In the news excerpt about Dr Clark at question time, who asked him whether he stood by all his statements and actions regarding the coronavirus outbreak?
-------- Text shown
National List MP Michael Woodhouse.
National List MP Michael Woodhouse.

It was notable that the Opposition made no mention of "movergate" shortly afterwards at question time.

It was left to Dr Clark himself to raise his previous indiscretions; when asked by Whangarei MP Shane Reti if he stood by all his statements and actions regarding the coronavirus outbreak Dr Clark replied: "In their full context, yes, except for those actions taken in a personal capacity for which I have already apologised to New Zealanders."

Despite this answer leaving the way clear for Dr Reti to take a free swing at Dr Clark if he had wanted to, he and his National colleagues refrained from playing the man, instead taking on the ball — in this case the provision of personal protective equipment and the adequacy of quarantine provisions.

There are a few possible reasons for this; National might think the latest revelation was a storm in a cardboard box, National might be wary of hounding Dr Clark and encouraging public sympathy for him, or alternatively the Opposition might just like the devil they know as Health Minister rather than the devil they don’t.
----------------
-------- Dataset
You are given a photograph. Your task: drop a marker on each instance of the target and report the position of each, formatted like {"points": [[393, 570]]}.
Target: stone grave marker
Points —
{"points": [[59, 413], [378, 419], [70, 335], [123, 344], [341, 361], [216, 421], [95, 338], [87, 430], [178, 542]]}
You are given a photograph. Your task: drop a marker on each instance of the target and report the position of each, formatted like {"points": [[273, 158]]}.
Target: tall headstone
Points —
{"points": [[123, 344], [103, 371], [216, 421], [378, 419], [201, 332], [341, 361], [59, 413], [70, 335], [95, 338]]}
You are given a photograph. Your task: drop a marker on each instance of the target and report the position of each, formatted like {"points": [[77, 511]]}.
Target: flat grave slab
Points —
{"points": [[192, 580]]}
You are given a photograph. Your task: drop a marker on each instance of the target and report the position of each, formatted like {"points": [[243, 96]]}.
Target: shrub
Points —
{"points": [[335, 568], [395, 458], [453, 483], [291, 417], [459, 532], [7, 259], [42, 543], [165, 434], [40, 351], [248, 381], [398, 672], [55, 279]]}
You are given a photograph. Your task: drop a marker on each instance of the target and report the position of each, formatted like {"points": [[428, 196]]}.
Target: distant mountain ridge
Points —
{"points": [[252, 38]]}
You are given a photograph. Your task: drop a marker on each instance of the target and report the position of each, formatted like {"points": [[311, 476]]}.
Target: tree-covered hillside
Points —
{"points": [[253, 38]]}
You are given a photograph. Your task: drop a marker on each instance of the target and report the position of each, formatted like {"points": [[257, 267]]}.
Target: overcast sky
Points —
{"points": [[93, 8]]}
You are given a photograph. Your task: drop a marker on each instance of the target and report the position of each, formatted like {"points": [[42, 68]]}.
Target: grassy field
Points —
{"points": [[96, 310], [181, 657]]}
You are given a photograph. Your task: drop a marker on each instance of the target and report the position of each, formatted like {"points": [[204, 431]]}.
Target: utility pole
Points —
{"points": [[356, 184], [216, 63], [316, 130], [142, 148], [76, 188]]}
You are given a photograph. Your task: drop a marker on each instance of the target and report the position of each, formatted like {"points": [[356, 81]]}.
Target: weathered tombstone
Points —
----------------
**Task result:**
Whangarei MP Shane Reti asked him.